* _Available data_:
[BEGIN]

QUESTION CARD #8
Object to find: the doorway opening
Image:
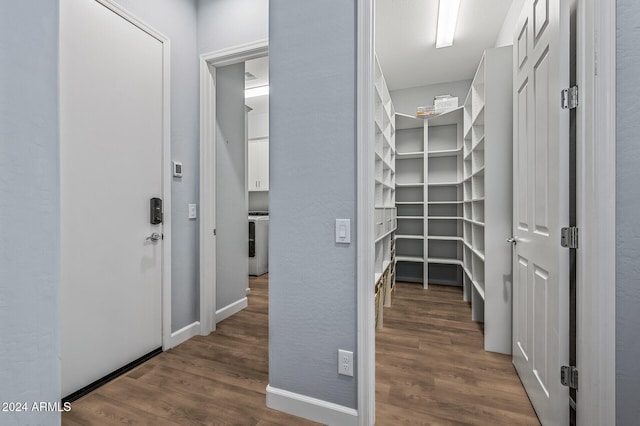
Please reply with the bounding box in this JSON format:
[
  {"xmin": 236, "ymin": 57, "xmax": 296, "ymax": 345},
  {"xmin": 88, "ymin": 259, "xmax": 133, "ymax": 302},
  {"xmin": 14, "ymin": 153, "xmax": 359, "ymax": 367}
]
[{"xmin": 373, "ymin": 0, "xmax": 569, "ymax": 421}]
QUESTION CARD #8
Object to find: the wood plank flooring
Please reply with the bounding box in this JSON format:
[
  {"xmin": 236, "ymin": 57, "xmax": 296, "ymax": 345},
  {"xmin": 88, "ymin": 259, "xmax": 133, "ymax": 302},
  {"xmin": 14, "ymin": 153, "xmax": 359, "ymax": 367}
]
[
  {"xmin": 376, "ymin": 283, "xmax": 540, "ymax": 425},
  {"xmin": 62, "ymin": 275, "xmax": 539, "ymax": 426},
  {"xmin": 62, "ymin": 275, "xmax": 317, "ymax": 426}
]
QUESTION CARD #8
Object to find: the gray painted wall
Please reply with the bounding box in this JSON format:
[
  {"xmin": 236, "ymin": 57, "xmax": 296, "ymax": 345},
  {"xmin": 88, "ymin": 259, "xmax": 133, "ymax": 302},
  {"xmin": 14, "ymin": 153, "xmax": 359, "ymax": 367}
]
[
  {"xmin": 616, "ymin": 0, "xmax": 640, "ymax": 425},
  {"xmin": 269, "ymin": 0, "xmax": 357, "ymax": 408},
  {"xmin": 198, "ymin": 0, "xmax": 269, "ymax": 53},
  {"xmin": 216, "ymin": 63, "xmax": 249, "ymax": 310},
  {"xmin": 495, "ymin": 0, "xmax": 524, "ymax": 47},
  {"xmin": 0, "ymin": 0, "xmax": 60, "ymax": 425},
  {"xmin": 111, "ymin": 0, "xmax": 200, "ymax": 331},
  {"xmin": 390, "ymin": 80, "xmax": 471, "ymax": 115}
]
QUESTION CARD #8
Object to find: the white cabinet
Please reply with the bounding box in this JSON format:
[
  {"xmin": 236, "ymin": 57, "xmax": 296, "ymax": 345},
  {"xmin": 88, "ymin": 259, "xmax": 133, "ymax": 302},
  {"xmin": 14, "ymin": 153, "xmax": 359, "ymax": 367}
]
[
  {"xmin": 427, "ymin": 107, "xmax": 463, "ymax": 286},
  {"xmin": 396, "ymin": 107, "xmax": 463, "ymax": 288},
  {"xmin": 462, "ymin": 46, "xmax": 513, "ymax": 353},
  {"xmin": 395, "ymin": 113, "xmax": 428, "ymax": 288},
  {"xmin": 372, "ymin": 57, "xmax": 397, "ymax": 328},
  {"xmin": 247, "ymin": 138, "xmax": 269, "ymax": 191}
]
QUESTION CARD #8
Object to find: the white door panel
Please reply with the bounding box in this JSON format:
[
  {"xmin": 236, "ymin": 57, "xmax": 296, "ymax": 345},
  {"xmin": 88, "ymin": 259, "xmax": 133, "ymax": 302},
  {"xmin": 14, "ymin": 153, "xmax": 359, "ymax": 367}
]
[
  {"xmin": 513, "ymin": 0, "xmax": 569, "ymax": 425},
  {"xmin": 60, "ymin": 0, "xmax": 163, "ymax": 396}
]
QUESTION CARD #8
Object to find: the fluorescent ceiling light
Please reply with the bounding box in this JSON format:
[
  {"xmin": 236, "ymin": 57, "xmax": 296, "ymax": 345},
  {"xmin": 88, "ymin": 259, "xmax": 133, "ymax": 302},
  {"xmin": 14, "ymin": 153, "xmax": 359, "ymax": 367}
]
[
  {"xmin": 436, "ymin": 0, "xmax": 460, "ymax": 49},
  {"xmin": 244, "ymin": 86, "xmax": 269, "ymax": 99}
]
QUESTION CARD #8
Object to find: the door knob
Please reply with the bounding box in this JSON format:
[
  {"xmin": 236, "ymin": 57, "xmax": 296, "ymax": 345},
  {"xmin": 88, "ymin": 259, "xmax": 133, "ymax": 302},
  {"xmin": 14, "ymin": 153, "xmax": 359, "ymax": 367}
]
[{"xmin": 146, "ymin": 232, "xmax": 162, "ymax": 241}]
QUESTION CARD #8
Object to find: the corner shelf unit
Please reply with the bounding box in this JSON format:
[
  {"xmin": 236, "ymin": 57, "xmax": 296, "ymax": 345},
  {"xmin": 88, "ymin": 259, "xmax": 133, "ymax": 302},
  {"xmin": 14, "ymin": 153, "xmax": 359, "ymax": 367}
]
[
  {"xmin": 462, "ymin": 46, "xmax": 513, "ymax": 354},
  {"xmin": 395, "ymin": 113, "xmax": 428, "ymax": 288},
  {"xmin": 427, "ymin": 107, "xmax": 464, "ymax": 286},
  {"xmin": 374, "ymin": 52, "xmax": 397, "ymax": 328}
]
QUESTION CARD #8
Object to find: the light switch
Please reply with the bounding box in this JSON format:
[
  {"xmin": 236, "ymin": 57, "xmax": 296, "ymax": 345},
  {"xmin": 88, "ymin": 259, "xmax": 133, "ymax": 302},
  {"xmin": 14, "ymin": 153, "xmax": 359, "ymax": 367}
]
[
  {"xmin": 173, "ymin": 161, "xmax": 182, "ymax": 177},
  {"xmin": 336, "ymin": 219, "xmax": 351, "ymax": 244}
]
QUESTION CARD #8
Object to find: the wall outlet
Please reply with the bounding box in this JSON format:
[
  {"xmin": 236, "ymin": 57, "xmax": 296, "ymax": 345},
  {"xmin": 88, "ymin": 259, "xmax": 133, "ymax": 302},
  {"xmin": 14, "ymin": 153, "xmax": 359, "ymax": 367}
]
[
  {"xmin": 338, "ymin": 349, "xmax": 353, "ymax": 377},
  {"xmin": 189, "ymin": 204, "xmax": 198, "ymax": 219}
]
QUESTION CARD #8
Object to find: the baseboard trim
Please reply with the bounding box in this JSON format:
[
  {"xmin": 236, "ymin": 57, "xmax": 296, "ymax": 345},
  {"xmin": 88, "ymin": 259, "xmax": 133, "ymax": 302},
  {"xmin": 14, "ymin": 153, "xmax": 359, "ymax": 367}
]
[
  {"xmin": 61, "ymin": 348, "xmax": 162, "ymax": 404},
  {"xmin": 216, "ymin": 297, "xmax": 249, "ymax": 324},
  {"xmin": 267, "ymin": 385, "xmax": 358, "ymax": 426},
  {"xmin": 171, "ymin": 321, "xmax": 200, "ymax": 348}
]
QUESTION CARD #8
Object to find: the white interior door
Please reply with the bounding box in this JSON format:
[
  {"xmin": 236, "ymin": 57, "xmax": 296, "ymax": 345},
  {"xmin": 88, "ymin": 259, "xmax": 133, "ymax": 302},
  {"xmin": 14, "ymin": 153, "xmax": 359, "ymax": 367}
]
[
  {"xmin": 513, "ymin": 0, "xmax": 569, "ymax": 425},
  {"xmin": 60, "ymin": 0, "xmax": 163, "ymax": 396}
]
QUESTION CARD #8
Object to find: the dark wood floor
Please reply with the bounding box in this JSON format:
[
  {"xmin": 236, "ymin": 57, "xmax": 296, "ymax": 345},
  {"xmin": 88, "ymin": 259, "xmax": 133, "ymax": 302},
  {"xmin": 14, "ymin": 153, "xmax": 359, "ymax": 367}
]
[
  {"xmin": 376, "ymin": 283, "xmax": 540, "ymax": 425},
  {"xmin": 62, "ymin": 275, "xmax": 539, "ymax": 426},
  {"xmin": 62, "ymin": 275, "xmax": 316, "ymax": 426}
]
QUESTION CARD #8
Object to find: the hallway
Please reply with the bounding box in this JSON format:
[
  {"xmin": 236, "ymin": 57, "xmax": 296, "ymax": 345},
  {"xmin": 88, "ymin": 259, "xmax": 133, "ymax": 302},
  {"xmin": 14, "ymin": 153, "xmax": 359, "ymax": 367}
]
[
  {"xmin": 62, "ymin": 275, "xmax": 539, "ymax": 426},
  {"xmin": 376, "ymin": 283, "xmax": 540, "ymax": 425}
]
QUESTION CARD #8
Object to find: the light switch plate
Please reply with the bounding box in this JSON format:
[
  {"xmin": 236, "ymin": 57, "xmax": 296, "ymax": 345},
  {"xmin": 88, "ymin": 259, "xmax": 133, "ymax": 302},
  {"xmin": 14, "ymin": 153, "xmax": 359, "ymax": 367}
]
[
  {"xmin": 336, "ymin": 219, "xmax": 351, "ymax": 244},
  {"xmin": 189, "ymin": 204, "xmax": 198, "ymax": 219},
  {"xmin": 173, "ymin": 161, "xmax": 182, "ymax": 177}
]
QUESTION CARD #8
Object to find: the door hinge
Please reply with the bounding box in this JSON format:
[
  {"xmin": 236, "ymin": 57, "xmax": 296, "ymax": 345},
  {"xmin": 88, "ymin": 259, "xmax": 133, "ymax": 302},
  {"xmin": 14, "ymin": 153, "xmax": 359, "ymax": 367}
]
[
  {"xmin": 560, "ymin": 365, "xmax": 578, "ymax": 390},
  {"xmin": 560, "ymin": 226, "xmax": 578, "ymax": 248},
  {"xmin": 561, "ymin": 86, "xmax": 579, "ymax": 109}
]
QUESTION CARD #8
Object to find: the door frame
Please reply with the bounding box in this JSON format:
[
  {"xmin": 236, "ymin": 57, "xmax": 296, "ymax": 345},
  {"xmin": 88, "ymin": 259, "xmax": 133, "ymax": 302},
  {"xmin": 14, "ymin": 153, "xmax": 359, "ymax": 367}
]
[
  {"xmin": 94, "ymin": 0, "xmax": 172, "ymax": 351},
  {"xmin": 199, "ymin": 39, "xmax": 269, "ymax": 336},
  {"xmin": 576, "ymin": 0, "xmax": 616, "ymax": 424},
  {"xmin": 356, "ymin": 0, "xmax": 376, "ymax": 426}
]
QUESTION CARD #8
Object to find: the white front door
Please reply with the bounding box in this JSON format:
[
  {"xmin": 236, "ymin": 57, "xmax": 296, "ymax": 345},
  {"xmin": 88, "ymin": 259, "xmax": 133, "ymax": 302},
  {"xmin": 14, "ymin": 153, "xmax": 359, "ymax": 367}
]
[
  {"xmin": 513, "ymin": 0, "xmax": 569, "ymax": 425},
  {"xmin": 60, "ymin": 0, "xmax": 163, "ymax": 396}
]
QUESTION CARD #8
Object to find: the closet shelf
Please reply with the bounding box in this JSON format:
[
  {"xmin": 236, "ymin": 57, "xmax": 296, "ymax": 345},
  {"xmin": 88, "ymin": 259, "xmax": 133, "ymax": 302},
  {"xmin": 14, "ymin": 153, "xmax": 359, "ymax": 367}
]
[
  {"xmin": 471, "ymin": 166, "xmax": 485, "ymax": 177},
  {"xmin": 471, "ymin": 247, "xmax": 484, "ymax": 262},
  {"xmin": 396, "ymin": 256, "xmax": 424, "ymax": 263},
  {"xmin": 428, "ymin": 147, "xmax": 462, "ymax": 158},
  {"xmin": 427, "ymin": 235, "xmax": 463, "ymax": 241},
  {"xmin": 471, "ymin": 280, "xmax": 484, "ymax": 300},
  {"xmin": 428, "ymin": 200, "xmax": 464, "ymax": 205},
  {"xmin": 471, "ymin": 134, "xmax": 484, "ymax": 151},
  {"xmin": 396, "ymin": 152, "xmax": 424, "ymax": 160},
  {"xmin": 428, "ymin": 181, "xmax": 462, "ymax": 186},
  {"xmin": 375, "ymin": 228, "xmax": 396, "ymax": 243},
  {"xmin": 427, "ymin": 257, "xmax": 462, "ymax": 266},
  {"xmin": 396, "ymin": 234, "xmax": 424, "ymax": 240}
]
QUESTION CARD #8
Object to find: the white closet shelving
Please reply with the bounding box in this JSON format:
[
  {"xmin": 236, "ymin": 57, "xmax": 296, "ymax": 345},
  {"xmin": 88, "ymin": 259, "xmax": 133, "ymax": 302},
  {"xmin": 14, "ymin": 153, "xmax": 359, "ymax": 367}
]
[
  {"xmin": 462, "ymin": 46, "xmax": 513, "ymax": 353},
  {"xmin": 427, "ymin": 107, "xmax": 464, "ymax": 286},
  {"xmin": 374, "ymin": 57, "xmax": 397, "ymax": 328},
  {"xmin": 396, "ymin": 107, "xmax": 463, "ymax": 288},
  {"xmin": 395, "ymin": 113, "xmax": 428, "ymax": 288}
]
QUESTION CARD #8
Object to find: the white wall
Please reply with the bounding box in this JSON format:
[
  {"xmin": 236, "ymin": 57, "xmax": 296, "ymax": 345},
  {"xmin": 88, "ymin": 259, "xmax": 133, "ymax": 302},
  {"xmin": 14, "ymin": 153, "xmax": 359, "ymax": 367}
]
[
  {"xmin": 0, "ymin": 0, "xmax": 60, "ymax": 425},
  {"xmin": 198, "ymin": 0, "xmax": 269, "ymax": 53},
  {"xmin": 248, "ymin": 111, "xmax": 269, "ymax": 139},
  {"xmin": 249, "ymin": 112, "xmax": 269, "ymax": 211},
  {"xmin": 495, "ymin": 0, "xmax": 524, "ymax": 47},
  {"xmin": 390, "ymin": 80, "xmax": 471, "ymax": 115},
  {"xmin": 269, "ymin": 0, "xmax": 357, "ymax": 408},
  {"xmin": 116, "ymin": 0, "xmax": 200, "ymax": 331},
  {"xmin": 612, "ymin": 0, "xmax": 640, "ymax": 425},
  {"xmin": 216, "ymin": 63, "xmax": 249, "ymax": 310}
]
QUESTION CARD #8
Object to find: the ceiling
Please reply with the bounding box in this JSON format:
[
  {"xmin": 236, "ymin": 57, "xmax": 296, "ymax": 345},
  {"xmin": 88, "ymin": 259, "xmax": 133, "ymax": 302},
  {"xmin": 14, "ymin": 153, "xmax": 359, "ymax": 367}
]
[
  {"xmin": 375, "ymin": 0, "xmax": 511, "ymax": 90},
  {"xmin": 244, "ymin": 56, "xmax": 269, "ymax": 114}
]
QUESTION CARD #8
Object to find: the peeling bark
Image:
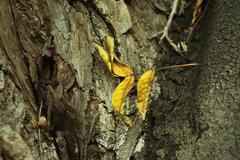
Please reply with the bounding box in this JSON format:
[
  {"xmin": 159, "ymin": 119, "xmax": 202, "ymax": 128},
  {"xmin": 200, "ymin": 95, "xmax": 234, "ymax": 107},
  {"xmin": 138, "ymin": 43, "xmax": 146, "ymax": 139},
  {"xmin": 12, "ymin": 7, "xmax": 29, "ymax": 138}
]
[{"xmin": 0, "ymin": 0, "xmax": 240, "ymax": 160}]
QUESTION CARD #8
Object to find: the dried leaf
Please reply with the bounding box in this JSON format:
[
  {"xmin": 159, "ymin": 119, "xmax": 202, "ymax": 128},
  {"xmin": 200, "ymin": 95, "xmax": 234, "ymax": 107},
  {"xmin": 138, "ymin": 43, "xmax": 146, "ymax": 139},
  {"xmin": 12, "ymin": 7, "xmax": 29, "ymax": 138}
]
[
  {"xmin": 187, "ymin": 0, "xmax": 203, "ymax": 41},
  {"xmin": 137, "ymin": 69, "xmax": 155, "ymax": 120},
  {"xmin": 94, "ymin": 43, "xmax": 112, "ymax": 73},
  {"xmin": 112, "ymin": 76, "xmax": 135, "ymax": 114}
]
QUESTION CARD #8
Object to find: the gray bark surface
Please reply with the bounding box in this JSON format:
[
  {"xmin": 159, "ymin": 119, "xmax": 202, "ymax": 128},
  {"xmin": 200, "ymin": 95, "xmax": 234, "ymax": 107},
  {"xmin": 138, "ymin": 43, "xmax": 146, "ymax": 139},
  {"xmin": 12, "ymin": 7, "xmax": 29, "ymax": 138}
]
[{"xmin": 0, "ymin": 0, "xmax": 240, "ymax": 160}]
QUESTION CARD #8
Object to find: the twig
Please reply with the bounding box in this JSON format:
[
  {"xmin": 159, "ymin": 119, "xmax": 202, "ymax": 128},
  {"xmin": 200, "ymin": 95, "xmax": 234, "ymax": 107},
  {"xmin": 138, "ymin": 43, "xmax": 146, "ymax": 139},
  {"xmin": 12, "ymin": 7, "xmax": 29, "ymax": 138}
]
[
  {"xmin": 38, "ymin": 101, "xmax": 43, "ymax": 160},
  {"xmin": 160, "ymin": 0, "xmax": 183, "ymax": 56},
  {"xmin": 156, "ymin": 63, "xmax": 200, "ymax": 70}
]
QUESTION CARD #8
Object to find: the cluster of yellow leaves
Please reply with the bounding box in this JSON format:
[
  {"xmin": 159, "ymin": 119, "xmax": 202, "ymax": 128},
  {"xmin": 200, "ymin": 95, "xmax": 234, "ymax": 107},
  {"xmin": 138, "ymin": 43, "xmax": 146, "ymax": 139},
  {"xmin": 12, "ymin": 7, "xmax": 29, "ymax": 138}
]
[{"xmin": 94, "ymin": 36, "xmax": 155, "ymax": 126}]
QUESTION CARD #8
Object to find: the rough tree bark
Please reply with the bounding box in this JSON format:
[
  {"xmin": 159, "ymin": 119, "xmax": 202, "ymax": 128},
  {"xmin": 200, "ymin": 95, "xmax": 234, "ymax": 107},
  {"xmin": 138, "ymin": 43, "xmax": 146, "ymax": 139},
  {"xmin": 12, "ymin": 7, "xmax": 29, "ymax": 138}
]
[{"xmin": 0, "ymin": 0, "xmax": 240, "ymax": 160}]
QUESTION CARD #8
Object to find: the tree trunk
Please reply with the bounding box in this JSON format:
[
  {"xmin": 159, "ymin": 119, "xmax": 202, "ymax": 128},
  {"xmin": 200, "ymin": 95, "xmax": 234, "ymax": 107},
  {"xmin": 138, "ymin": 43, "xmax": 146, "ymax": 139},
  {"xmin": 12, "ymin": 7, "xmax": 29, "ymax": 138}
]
[{"xmin": 0, "ymin": 0, "xmax": 240, "ymax": 160}]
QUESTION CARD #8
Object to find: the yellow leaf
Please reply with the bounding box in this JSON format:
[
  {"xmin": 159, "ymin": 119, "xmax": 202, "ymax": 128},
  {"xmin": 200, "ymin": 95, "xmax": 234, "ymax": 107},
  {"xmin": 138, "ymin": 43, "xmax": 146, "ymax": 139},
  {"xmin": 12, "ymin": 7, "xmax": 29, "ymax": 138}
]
[
  {"xmin": 94, "ymin": 43, "xmax": 112, "ymax": 73},
  {"xmin": 94, "ymin": 36, "xmax": 133, "ymax": 77},
  {"xmin": 137, "ymin": 69, "xmax": 155, "ymax": 120},
  {"xmin": 112, "ymin": 75, "xmax": 135, "ymax": 114},
  {"xmin": 112, "ymin": 59, "xmax": 133, "ymax": 77}
]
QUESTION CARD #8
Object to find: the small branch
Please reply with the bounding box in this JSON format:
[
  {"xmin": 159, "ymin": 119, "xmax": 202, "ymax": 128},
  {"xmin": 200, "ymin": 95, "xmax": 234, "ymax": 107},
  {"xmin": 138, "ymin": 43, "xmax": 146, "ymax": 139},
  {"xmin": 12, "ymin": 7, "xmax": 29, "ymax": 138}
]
[
  {"xmin": 38, "ymin": 101, "xmax": 43, "ymax": 160},
  {"xmin": 160, "ymin": 0, "xmax": 181, "ymax": 53}
]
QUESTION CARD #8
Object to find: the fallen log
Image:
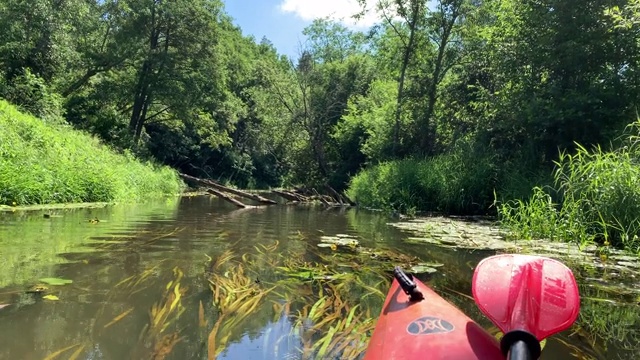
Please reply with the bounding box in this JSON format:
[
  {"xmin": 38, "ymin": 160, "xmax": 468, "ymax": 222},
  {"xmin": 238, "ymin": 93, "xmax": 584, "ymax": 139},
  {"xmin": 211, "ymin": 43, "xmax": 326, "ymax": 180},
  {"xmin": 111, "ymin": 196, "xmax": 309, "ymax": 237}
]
[
  {"xmin": 179, "ymin": 173, "xmax": 277, "ymax": 205},
  {"xmin": 271, "ymin": 190, "xmax": 309, "ymax": 202},
  {"xmin": 207, "ymin": 189, "xmax": 249, "ymax": 208}
]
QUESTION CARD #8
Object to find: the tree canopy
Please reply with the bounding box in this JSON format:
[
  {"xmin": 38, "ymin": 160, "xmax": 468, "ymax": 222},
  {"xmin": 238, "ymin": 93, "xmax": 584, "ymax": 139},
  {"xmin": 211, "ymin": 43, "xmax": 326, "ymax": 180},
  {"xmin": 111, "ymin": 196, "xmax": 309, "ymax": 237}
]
[{"xmin": 0, "ymin": 0, "xmax": 640, "ymax": 197}]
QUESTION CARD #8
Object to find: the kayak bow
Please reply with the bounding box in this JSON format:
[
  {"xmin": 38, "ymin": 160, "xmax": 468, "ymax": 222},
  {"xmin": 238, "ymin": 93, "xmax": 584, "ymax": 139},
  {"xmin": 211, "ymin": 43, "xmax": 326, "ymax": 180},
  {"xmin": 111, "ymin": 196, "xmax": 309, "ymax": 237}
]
[{"xmin": 364, "ymin": 267, "xmax": 504, "ymax": 360}]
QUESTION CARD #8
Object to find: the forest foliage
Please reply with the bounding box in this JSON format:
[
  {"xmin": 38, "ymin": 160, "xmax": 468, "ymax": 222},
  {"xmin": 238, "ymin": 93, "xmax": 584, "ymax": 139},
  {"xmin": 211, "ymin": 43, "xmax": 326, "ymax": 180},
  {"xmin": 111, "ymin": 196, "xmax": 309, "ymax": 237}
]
[{"xmin": 0, "ymin": 0, "xmax": 640, "ymax": 217}]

[END]

* _What this task involves_: Find and copy every line in the items above that contains the word "leaf", matching case exactly.

* _Result_:
Object to find: the dried leaf
Object to find: the yellow leaf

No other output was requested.